### Texto extraído
##############################

A carioca, porém, nem sotaque tem mais. Está há mais de 30 anos em Santos, para onde veio após sucessivas mudanças. “A gente sempre quer mudar de vida, né? Então primeiro fui para o Rio de Janeiro. Não deu certo e falavam muito bem de São Paulo. Fui para lá e acabei parando em Santos”, conta Andrea, que até pouco tempo nem registrada em cartório era.


“Ela nasceu em uma área rural em Petrópolis, e nesses lugares não há muita preocupação em se registrar alguém. Então, fomos eu e mais um senhor que trabalha conosco depor a um juiz para que conseguíssemos o registro dela  em Santos”, relembra Antônio Garcia, um dos seis responsáveis (sendo cinco confrades e uma consócia) da Sociedade São Vicente de Paulo que auxiliam, desde o começo da década, Andrea e suas crianças no difícil dia-a-dia.



Apoio


Andrea e a entidade se “conheceram” em 2001, quando a história da carioca chegou à Conferência (como é conhecido o grupo de pessoas vinculadas à São Vicente de Paulo que se propõem a fazer o auxílio aos pobres diretamente em suas casas). O objetivo dos “vicentinos” é o da promoção da família. “O objetivo é trabalhar para que elas consigam andar com as próprias pernas, por assim dizer”, explica Antônio.


O trabalho com Andrea e seus “filhos” acabou indo além do previsto. “O caso dela é diferente. O carinho com o qual ela acaba recebendo crianças que foram literalmente abandonadas, e mesmo as que são filhas de presidiários e até prostitutas, é algo que nos comoveu a seguir com essa atenção. Só vamos considerar que essa família estará promovida quando todos estiverem coma e educação concluída, empregados e bem encaminhados”, conta o confrade, “vicentino” há 28 anos.


Nem todos são filhos dela. Na verdade, nenhum deles, do ponto de vista sanguíneo. Os 12 são todos adotados, sendo que muitos, como a pequena Nataly, vieram parar, literalmente, na porta de sua casa. Janderson e Igor, ambos com 12 anos, são os mais velhos, enquanto Ana Laís, de apenas um mês de vida, dorme  no carrinho embalado pela mãe Solange, que se não é mais criança – tem 23 anos -, é uma das mais “antigas” moradoras da casa de dona Andrea.


A dona de casa é tímida, e até tenta explicar o porquê de, mesmo sem condições, ter recebido tanta criança. “Ah… Se batem na porta, tem como dizer não? A pessoa será sempre bem vinda!”, diz, com os olhos começando a marejar. “Eu choro muito fácil (risos)!”. Antônio, por sua vez, resume: “É que ela não quer falar, mas é o coração dela. Ela sofre ao ver outras pessoas sofrendo, como sofria quando via as crianças que ela recebeu abandonadas. Ela tem essa vocação. Não tem jeito”, destaca.

##############################

### Problema proposto A
Reproduza do texto extraído, sem nenhuma alteração, tudo desde "A carioca, porém, nem" até "no difícil dia-a-dia.", incluindo os dois trechos.

### Dados armazenados
##############################

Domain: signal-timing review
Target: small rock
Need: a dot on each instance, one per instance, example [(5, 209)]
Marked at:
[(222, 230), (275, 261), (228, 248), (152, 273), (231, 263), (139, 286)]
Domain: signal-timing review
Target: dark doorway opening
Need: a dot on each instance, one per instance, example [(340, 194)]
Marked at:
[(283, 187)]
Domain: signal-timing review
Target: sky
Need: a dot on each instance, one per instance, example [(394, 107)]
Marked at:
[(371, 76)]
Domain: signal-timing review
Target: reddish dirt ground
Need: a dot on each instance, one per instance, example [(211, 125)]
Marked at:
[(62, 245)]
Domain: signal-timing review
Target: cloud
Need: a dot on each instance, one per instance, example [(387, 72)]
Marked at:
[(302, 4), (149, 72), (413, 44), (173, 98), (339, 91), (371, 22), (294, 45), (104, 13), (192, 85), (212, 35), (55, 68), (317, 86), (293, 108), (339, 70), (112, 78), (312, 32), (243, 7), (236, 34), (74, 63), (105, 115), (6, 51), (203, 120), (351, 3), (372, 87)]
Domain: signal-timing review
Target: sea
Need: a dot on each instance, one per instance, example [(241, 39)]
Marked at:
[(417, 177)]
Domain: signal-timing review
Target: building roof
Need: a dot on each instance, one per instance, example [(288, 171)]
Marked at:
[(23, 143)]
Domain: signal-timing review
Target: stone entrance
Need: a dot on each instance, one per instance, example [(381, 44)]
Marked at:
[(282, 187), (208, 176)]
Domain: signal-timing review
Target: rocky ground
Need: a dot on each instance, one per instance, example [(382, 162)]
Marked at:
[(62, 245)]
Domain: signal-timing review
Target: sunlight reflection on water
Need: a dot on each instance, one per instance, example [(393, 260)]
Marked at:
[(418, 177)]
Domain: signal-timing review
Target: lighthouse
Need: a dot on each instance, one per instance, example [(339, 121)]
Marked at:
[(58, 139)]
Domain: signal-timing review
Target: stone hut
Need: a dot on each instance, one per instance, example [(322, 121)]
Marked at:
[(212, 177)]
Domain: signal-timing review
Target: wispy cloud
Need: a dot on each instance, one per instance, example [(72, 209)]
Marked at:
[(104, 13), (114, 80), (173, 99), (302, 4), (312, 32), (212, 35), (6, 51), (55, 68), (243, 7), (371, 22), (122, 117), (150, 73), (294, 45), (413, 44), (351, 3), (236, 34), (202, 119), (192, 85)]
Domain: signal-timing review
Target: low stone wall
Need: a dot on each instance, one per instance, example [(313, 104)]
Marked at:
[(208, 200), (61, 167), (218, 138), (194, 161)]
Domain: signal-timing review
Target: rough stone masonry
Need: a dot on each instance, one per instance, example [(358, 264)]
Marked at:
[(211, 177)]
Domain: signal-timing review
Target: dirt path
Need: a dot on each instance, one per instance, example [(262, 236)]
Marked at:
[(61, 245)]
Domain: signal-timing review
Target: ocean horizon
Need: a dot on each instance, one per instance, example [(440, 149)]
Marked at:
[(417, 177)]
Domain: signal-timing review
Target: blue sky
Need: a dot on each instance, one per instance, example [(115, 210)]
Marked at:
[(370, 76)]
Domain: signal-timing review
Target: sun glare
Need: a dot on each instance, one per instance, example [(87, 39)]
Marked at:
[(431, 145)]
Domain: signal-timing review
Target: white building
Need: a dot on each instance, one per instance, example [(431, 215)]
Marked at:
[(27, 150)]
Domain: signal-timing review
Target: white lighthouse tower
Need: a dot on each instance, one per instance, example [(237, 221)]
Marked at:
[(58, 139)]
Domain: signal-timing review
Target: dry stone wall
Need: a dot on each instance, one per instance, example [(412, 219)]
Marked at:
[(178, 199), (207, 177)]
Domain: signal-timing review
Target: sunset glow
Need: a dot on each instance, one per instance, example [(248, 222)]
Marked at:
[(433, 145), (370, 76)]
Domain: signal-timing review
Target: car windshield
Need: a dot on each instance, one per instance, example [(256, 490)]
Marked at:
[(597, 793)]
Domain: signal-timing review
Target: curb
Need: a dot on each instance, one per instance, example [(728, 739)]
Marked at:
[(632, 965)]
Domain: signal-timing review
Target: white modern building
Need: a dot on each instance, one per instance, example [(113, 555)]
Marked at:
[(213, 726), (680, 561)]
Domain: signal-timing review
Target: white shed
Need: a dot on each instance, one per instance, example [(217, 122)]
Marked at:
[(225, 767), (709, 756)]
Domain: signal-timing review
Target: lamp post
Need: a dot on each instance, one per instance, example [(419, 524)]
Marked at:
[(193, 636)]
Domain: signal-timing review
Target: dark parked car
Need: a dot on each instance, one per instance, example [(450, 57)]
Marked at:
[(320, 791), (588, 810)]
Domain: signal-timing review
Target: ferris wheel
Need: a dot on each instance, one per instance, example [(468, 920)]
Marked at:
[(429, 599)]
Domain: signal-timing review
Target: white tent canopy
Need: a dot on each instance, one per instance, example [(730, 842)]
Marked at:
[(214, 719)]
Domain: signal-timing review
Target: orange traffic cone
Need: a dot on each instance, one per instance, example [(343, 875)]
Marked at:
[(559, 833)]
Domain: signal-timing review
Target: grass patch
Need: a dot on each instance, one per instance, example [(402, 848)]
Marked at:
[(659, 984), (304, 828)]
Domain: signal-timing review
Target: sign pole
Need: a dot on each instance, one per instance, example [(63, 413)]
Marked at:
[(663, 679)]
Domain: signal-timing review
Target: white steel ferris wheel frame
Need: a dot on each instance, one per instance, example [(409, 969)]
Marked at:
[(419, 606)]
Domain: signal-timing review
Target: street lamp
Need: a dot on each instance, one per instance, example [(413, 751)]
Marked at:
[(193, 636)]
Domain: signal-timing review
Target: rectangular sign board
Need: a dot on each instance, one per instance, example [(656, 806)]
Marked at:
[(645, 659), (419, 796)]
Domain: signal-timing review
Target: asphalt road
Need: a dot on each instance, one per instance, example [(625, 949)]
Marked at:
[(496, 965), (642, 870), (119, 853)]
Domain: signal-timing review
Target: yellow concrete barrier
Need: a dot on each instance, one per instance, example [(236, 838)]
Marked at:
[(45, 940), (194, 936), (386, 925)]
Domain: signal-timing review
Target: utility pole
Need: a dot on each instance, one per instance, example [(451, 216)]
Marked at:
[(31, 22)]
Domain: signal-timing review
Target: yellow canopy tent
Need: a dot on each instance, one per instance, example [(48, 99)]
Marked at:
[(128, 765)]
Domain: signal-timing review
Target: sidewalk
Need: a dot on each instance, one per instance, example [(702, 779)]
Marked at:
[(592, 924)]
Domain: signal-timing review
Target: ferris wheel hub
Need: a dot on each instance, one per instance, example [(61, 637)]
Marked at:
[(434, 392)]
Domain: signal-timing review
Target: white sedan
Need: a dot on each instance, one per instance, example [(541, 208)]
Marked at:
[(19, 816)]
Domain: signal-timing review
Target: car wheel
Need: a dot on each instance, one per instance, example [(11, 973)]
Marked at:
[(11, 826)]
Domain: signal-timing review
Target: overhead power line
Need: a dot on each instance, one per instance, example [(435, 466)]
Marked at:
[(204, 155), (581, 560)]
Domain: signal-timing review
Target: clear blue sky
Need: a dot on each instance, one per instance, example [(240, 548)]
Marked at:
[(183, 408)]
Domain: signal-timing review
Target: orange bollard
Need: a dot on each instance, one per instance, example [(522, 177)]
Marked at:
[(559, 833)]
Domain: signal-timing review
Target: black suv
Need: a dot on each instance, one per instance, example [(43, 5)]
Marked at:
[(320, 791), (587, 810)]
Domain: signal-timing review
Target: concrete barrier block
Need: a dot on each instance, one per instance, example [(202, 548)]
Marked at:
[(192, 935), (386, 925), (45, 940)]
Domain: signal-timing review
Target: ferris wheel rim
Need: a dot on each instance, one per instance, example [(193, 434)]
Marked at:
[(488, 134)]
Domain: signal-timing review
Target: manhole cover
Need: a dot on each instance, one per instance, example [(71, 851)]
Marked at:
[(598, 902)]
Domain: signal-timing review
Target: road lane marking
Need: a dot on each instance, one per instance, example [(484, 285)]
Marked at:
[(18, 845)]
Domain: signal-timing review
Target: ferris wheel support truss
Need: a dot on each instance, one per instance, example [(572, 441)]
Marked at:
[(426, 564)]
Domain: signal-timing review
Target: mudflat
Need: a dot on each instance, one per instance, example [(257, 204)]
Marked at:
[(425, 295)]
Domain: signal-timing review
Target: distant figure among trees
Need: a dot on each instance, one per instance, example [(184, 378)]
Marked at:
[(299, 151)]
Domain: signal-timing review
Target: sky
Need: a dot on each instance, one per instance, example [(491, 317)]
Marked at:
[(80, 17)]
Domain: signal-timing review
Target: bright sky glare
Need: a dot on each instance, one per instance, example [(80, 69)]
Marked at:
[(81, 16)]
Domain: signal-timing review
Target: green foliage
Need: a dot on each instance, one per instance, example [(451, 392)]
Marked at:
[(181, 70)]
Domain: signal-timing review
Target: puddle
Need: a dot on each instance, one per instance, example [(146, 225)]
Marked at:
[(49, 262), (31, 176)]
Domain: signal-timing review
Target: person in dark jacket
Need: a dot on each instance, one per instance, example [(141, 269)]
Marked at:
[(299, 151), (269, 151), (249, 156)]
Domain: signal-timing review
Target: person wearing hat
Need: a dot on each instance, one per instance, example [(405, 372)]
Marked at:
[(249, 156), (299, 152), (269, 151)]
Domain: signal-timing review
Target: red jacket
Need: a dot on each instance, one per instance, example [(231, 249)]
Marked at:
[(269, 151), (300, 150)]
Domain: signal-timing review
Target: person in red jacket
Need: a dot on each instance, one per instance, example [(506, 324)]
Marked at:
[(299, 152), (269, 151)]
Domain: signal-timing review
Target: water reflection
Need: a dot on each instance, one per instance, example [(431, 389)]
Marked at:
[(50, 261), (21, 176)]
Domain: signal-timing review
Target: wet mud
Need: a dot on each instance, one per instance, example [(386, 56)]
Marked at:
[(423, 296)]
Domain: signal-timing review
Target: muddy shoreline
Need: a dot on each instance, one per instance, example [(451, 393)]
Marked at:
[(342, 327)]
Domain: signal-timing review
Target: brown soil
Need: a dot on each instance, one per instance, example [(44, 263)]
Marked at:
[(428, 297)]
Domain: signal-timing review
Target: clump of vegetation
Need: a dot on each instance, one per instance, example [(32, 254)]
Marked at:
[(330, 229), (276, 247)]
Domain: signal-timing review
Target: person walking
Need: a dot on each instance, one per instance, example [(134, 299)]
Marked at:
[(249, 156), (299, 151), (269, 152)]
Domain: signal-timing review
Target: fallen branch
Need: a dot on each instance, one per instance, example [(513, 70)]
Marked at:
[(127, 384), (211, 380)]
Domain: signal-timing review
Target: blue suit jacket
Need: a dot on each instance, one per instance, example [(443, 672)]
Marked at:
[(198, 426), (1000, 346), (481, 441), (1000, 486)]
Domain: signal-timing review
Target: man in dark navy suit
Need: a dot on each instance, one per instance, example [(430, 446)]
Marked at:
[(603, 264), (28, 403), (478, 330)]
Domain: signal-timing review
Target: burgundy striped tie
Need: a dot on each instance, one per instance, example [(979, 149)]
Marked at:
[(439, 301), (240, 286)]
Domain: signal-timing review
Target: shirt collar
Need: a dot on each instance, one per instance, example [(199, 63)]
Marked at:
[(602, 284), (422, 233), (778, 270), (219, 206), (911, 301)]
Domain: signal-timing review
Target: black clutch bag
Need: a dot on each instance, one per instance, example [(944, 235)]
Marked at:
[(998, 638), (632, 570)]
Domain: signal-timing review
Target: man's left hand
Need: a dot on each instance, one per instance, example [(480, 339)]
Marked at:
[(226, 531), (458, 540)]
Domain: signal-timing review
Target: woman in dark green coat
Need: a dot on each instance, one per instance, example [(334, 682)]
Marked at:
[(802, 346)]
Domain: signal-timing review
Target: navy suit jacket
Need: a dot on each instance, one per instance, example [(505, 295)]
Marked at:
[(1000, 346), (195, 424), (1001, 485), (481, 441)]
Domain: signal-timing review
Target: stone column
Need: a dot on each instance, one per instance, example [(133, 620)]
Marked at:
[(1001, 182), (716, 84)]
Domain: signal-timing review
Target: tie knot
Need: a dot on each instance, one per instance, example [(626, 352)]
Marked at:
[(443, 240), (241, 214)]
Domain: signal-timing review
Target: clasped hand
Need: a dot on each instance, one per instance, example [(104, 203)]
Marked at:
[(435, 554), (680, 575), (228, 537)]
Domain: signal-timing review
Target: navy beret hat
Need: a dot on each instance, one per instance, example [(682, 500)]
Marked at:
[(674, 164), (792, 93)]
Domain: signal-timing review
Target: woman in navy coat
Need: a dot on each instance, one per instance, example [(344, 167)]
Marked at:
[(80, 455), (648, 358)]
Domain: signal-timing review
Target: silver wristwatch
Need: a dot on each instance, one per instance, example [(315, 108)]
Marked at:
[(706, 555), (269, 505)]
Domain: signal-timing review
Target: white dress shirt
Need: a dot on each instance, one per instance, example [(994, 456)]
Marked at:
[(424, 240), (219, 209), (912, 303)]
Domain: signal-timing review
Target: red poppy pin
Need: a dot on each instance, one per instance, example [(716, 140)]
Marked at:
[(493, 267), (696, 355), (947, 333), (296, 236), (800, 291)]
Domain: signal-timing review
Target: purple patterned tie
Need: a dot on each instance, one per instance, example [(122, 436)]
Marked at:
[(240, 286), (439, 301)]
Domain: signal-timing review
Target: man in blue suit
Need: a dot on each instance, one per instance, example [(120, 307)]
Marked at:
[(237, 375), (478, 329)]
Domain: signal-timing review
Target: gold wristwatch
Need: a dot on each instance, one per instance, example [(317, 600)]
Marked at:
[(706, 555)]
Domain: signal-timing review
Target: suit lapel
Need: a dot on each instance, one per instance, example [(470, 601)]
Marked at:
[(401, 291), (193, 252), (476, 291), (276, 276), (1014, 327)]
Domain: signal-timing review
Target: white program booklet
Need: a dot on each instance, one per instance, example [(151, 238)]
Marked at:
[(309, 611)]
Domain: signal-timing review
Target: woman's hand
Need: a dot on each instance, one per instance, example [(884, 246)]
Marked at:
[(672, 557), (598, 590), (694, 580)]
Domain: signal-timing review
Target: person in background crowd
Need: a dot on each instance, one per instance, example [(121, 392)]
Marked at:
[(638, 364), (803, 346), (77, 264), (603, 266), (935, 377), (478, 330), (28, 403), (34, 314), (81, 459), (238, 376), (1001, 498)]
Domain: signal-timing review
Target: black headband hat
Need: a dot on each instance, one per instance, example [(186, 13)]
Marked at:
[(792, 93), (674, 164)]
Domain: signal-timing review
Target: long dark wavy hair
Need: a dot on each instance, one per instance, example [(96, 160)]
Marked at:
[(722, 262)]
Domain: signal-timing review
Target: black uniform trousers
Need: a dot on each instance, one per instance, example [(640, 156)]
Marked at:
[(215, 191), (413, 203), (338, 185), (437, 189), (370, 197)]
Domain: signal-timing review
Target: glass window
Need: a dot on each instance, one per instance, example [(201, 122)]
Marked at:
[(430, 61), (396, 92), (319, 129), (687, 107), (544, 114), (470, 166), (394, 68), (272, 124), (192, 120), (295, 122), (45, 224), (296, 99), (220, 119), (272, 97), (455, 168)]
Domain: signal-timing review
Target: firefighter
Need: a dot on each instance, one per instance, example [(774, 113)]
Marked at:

##############################

### Problema proposto B
Troque "signal-timing review" por "traffic-signal audit" nas linhas dos dados armazenados, tudo desde o início até a linha que contém "[(283, 187)]", inclusive, deixando o resto igual. Devolva apenas essas linhas.

### Resposta escrita A
A carioca, porém, nem sotaque tem mais. Está há mais de 30 anos em Santos, para onde veio após sucessivas mudanças. “A gente sempre quer mudar de vida, né? Então primeiro fui para o Rio de Janeiro. Não deu certo e falavam muito bem de São Paulo. Fui para lá e acabei parando em Santos”, conta Andrea, que até pouco tempo nem registrada em cartório era.


“Ela nasceu em uma área rural em Petrópolis, e nesses lugares não há muita preocupação em se registrar alguém. Então, fomos eu e mais um senhor que trabalha conosco depor a um juiz para que conseguíssemos o registro dela  em Santos”, relembra Antônio Garcia, um dos seis responsáveis (sendo cinco confrades e uma consócia) da Sociedade São Vicente de Paulo que auxiliam, desde o começo da década, Andrea e suas crianças no difícil dia-a-dia.

### Resposta escrita B
Domain: traffic-signal audit
Target: small rock
Need: a dot on each instance, one per instance, example [(5, 209)]
Marked at:
[(222, 230), (275, 261), (228, 248), (152, 273), (231, 263), (139, 286)]
Domain: traffic-signal audit
Target: dark doorway opening
Need: a dot on each instance, one per instance, example [(340, 194)]
Marked at:
[(283, 187)]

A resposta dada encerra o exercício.